WHAT YOU SHOULD DO =>
Find all lines with the word "white" in the material, then copy them.

RECORD EXCERPTS =>

-------------------------

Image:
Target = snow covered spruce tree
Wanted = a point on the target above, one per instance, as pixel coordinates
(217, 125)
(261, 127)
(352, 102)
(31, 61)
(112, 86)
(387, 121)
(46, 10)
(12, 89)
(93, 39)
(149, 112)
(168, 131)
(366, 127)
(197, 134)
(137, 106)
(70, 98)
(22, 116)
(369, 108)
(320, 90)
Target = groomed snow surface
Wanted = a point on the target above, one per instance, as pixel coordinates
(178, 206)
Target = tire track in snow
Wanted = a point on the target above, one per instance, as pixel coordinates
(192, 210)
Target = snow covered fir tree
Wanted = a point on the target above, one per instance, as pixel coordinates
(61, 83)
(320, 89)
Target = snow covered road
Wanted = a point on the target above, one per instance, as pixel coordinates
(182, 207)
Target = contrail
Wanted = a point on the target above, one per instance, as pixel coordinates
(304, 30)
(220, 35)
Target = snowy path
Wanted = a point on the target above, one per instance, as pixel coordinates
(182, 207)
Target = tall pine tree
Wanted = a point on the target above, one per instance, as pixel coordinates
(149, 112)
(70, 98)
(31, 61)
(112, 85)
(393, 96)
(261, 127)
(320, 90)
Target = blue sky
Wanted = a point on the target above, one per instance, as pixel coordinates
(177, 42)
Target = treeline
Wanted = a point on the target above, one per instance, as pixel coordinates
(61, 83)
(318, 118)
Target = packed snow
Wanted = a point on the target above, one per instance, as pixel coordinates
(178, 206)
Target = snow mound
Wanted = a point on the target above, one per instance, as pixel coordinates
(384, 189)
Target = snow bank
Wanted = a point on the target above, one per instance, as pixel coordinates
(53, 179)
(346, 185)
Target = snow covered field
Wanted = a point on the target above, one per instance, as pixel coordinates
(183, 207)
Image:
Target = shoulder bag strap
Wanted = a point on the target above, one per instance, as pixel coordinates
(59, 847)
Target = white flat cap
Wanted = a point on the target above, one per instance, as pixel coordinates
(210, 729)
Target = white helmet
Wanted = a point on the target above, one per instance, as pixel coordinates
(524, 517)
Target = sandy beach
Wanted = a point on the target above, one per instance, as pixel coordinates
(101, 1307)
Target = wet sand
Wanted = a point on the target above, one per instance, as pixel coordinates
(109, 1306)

-------------------------

SOLUTION FOR THIS PROBLEM =>
Target = white flat cap
Target = white helmet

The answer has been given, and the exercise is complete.